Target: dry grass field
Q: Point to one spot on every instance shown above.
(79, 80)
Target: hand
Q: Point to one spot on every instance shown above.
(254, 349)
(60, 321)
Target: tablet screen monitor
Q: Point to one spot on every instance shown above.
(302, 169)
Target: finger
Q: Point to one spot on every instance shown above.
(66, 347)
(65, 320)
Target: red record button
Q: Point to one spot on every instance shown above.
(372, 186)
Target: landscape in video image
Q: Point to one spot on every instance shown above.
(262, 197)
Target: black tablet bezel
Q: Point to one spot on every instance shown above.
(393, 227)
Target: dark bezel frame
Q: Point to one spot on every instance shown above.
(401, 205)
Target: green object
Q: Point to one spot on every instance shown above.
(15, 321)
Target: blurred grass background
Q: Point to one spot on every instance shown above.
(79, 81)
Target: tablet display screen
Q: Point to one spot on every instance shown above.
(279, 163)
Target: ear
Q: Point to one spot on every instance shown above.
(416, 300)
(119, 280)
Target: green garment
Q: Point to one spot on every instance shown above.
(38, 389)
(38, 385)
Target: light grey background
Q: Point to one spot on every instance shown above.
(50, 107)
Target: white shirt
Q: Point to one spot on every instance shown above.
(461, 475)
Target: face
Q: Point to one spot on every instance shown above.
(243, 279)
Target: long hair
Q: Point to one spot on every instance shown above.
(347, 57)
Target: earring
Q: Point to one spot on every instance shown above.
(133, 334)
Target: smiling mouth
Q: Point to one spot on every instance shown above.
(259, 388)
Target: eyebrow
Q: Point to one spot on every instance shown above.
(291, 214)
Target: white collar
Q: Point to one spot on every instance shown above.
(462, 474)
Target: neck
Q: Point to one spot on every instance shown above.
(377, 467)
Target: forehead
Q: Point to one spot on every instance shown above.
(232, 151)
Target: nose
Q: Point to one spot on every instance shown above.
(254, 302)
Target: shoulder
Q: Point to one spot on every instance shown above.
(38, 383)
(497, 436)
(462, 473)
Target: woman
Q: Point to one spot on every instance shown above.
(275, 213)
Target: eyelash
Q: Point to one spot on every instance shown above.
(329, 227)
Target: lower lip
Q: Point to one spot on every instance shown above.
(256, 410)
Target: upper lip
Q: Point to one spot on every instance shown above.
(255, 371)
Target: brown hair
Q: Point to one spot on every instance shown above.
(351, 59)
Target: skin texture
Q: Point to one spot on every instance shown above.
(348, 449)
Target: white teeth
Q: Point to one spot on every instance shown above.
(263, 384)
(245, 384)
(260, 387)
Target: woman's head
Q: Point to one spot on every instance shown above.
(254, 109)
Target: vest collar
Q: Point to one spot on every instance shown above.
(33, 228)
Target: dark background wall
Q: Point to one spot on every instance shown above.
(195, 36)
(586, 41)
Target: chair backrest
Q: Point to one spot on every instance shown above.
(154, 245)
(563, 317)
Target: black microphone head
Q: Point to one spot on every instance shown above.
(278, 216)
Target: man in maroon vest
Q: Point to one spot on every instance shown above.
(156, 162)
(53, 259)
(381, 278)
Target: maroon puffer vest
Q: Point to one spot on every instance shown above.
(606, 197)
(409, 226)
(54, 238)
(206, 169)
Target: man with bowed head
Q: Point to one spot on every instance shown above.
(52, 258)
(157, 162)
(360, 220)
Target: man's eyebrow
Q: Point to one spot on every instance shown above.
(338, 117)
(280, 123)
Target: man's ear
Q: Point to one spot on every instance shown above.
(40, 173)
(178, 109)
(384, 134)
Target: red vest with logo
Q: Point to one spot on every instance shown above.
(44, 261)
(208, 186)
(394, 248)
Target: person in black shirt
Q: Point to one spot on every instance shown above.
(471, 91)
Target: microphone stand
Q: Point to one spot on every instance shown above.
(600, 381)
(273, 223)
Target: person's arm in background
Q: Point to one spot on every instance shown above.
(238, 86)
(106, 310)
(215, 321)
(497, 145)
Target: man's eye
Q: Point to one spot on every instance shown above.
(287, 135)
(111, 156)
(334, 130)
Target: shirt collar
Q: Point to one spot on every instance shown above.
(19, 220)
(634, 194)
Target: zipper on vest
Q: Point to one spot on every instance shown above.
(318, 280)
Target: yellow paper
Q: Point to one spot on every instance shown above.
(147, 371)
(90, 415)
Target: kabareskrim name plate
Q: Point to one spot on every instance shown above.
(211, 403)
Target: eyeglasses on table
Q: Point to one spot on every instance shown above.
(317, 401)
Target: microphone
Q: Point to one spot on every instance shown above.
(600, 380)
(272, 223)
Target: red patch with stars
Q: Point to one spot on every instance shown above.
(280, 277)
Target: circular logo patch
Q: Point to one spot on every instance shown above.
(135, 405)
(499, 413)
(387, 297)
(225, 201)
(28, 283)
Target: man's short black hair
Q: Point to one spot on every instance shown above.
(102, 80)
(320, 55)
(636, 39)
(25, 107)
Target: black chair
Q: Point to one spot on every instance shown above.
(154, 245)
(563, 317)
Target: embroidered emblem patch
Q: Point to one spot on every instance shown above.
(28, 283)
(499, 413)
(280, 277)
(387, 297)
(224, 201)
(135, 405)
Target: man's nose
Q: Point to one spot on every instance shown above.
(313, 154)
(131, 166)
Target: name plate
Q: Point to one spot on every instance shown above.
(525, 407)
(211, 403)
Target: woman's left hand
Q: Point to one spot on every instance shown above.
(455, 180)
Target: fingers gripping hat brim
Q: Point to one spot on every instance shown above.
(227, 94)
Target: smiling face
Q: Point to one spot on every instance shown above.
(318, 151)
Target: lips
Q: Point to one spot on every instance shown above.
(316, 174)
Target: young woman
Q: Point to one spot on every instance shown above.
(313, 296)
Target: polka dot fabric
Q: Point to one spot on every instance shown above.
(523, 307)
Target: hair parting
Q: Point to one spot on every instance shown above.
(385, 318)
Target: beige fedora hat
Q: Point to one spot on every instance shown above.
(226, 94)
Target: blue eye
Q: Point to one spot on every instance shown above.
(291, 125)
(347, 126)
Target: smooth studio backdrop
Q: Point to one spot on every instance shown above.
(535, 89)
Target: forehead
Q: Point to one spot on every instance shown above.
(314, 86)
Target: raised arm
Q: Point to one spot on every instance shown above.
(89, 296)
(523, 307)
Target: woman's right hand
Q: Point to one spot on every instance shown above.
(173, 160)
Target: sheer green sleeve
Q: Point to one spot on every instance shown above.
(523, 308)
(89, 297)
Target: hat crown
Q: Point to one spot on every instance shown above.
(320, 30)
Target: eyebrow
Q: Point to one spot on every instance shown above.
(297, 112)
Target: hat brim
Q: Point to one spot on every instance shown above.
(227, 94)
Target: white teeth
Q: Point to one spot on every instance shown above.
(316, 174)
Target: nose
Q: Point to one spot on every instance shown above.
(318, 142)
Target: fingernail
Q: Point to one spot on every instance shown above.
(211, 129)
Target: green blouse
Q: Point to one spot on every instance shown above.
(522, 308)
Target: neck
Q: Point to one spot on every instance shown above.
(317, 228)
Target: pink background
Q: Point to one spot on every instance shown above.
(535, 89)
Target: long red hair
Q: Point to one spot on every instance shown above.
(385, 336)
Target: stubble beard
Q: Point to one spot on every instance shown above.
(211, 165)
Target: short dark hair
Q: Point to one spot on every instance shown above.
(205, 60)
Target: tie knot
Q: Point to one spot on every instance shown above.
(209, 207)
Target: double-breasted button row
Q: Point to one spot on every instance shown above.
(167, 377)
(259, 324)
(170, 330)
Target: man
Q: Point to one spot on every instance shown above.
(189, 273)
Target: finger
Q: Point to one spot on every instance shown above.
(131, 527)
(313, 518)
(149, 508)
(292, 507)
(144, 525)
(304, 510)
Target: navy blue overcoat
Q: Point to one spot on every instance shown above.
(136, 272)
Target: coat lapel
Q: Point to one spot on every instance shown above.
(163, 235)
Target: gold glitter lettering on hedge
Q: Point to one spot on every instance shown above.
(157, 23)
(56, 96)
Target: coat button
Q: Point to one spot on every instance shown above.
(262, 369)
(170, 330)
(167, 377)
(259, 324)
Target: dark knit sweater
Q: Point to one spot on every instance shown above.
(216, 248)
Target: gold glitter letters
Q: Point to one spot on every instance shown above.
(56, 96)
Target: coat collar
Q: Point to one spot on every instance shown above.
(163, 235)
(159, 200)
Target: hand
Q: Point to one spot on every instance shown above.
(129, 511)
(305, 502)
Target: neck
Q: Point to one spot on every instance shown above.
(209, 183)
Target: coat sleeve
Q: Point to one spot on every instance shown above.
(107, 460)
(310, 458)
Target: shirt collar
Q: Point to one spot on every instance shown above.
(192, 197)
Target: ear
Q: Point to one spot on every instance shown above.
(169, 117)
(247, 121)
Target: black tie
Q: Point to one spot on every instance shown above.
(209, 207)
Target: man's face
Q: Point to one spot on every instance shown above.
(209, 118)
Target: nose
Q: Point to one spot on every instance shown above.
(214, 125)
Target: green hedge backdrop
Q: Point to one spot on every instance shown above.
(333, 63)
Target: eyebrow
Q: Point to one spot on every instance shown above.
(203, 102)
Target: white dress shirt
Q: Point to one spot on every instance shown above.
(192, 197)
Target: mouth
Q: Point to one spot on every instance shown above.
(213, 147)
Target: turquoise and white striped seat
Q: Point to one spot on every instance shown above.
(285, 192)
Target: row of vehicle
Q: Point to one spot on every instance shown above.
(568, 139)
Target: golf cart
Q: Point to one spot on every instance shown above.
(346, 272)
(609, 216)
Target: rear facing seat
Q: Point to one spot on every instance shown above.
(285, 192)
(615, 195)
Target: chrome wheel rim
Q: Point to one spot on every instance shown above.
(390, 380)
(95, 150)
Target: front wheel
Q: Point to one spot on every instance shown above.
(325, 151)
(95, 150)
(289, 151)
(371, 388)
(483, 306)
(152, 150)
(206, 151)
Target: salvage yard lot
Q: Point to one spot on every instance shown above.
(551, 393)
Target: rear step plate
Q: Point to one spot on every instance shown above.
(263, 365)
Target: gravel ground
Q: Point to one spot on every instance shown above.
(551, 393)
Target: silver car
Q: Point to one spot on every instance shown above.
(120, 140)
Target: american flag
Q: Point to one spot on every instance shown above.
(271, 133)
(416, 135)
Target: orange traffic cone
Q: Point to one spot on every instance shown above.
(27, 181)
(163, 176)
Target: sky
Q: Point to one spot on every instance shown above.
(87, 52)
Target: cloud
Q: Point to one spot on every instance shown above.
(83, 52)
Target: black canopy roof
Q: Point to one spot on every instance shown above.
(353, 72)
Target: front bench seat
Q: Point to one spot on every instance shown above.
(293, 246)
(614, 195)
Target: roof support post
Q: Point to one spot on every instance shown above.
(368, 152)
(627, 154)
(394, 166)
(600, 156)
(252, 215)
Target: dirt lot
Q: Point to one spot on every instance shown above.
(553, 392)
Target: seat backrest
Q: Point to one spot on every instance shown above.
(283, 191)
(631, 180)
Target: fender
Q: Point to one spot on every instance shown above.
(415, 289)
──────
*Written request*. In the listing above, find the line with "Target: cloud" and set down that line and all after it exactly, through the final line.

*Solution to the exercise*.
Target: cloud
Q: Point to one spot on every instance shown above.
(83, 52)
Target: black canopy roof
Q: Point to one spot on every instance shown above.
(353, 72)
Target: front bench seat
Q: Point to one spot on every instance shown above.
(293, 246)
(614, 195)
Target: roof support post
Q: Point to one spot on every instance shown above.
(368, 152)
(627, 154)
(394, 166)
(600, 156)
(252, 215)
Target: dirt lot
Q: Point to one spot on every instance shown above.
(553, 392)
Target: seat backrest
Q: Point to one spot on every instance shown above.
(283, 191)
(631, 180)
Target: fender
Q: Point to one spot on every instance shown above.
(415, 289)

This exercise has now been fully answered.